• **Exercise brief**
Pull out every line of the items below that contains the string "driveway", treating uppercase and lowercase as different.

§

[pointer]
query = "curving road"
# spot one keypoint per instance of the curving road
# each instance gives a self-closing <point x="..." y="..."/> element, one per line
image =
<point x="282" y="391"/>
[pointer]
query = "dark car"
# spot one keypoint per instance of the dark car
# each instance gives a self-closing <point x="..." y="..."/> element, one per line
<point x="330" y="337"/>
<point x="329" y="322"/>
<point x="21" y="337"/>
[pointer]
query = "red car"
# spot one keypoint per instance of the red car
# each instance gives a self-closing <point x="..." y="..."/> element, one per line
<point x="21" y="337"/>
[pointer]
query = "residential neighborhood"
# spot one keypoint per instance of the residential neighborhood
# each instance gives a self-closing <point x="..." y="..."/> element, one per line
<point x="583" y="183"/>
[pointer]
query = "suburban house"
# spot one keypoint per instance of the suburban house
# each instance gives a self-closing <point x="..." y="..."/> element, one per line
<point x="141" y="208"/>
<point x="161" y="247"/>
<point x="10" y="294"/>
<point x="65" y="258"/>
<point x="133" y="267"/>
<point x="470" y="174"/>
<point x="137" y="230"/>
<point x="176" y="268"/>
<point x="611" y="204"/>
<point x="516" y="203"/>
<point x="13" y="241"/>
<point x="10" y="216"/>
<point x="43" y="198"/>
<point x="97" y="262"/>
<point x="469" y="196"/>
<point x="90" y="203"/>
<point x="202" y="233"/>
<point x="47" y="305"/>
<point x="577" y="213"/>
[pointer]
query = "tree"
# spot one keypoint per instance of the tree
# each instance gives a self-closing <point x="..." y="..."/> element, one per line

§

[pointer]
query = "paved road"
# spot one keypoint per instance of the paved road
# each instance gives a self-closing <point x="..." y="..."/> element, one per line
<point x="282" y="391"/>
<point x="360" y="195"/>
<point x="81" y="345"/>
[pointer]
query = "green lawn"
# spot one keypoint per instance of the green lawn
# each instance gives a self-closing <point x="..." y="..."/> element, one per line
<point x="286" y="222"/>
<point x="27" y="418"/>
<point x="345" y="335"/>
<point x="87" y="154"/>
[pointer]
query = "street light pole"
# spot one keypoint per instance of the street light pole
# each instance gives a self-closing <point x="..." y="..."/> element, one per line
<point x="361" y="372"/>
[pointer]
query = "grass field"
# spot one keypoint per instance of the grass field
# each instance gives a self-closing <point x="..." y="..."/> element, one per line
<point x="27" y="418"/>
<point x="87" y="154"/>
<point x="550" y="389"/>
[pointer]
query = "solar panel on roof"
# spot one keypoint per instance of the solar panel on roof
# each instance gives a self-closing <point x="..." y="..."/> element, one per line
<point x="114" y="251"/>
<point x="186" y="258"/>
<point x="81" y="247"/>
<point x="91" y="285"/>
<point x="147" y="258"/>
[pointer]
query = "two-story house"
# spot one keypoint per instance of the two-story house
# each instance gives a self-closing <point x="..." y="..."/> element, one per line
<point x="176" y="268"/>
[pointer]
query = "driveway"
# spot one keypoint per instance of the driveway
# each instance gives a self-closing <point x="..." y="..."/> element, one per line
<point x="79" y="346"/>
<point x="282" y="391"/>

§

• **Solution for this task**
query = "driveway"
# spot one keypoint per instance of the driveway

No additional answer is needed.